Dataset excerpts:
——

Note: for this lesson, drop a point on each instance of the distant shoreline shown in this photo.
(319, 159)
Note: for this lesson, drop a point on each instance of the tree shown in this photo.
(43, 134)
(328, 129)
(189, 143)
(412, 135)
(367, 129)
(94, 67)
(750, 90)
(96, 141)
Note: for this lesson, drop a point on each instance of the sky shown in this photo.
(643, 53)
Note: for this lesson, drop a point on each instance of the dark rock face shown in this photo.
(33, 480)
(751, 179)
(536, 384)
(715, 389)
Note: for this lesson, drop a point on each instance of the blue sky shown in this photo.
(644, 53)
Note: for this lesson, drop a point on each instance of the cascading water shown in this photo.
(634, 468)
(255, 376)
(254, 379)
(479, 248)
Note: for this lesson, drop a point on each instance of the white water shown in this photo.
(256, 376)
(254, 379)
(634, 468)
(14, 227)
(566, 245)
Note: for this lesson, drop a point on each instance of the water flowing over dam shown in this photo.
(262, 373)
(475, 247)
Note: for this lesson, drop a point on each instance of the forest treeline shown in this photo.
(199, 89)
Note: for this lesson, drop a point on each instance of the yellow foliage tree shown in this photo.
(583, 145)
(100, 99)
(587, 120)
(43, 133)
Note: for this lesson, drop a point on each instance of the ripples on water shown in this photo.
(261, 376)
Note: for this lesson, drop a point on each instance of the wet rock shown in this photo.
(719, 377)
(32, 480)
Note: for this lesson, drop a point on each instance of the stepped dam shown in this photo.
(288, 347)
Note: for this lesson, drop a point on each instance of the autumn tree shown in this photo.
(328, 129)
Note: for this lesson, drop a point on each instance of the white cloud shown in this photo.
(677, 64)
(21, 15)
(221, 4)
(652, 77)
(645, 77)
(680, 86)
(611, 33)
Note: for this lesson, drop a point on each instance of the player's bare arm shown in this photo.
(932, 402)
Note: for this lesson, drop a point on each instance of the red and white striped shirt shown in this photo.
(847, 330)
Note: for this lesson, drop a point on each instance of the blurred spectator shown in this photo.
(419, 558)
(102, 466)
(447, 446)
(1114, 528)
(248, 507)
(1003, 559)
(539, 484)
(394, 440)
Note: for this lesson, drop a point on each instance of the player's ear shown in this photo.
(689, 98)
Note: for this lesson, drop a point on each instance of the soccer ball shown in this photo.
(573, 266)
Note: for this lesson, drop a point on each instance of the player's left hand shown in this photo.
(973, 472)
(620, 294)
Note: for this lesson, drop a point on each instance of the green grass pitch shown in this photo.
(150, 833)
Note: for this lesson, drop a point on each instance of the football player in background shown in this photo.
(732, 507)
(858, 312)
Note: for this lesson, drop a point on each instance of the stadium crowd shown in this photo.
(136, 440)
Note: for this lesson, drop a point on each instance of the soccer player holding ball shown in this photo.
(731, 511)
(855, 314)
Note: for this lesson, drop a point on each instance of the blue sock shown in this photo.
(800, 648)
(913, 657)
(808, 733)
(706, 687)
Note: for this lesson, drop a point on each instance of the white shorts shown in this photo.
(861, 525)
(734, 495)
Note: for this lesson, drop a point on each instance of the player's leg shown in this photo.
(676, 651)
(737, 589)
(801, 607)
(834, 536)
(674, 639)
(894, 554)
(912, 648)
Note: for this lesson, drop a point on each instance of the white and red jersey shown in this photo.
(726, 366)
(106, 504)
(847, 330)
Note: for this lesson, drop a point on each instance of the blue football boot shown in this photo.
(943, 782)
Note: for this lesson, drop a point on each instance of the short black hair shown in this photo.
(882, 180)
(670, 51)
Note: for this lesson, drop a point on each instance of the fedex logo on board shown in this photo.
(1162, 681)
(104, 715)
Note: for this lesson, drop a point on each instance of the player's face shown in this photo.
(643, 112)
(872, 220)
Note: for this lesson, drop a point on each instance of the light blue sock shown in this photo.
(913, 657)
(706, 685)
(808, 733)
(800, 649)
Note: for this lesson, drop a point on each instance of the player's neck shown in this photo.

——

**PROBLEM REQUIREMENTS**. Please print exactly the lines of the entries above, beginning with the line that contains "player's face shown in this photo." and ending with the last line.

**EXERCISE SOLUTION**.
Note: for this lesson, drop a point on each instance of the player's face shown in this photo.
(643, 112)
(872, 220)
Note: for this lesson, drop a point on each instance of the light blue sock shown in this photo.
(913, 657)
(706, 685)
(808, 733)
(800, 649)
Note: for this lesson, drop a point on each instance of the player's neck shown in this photo.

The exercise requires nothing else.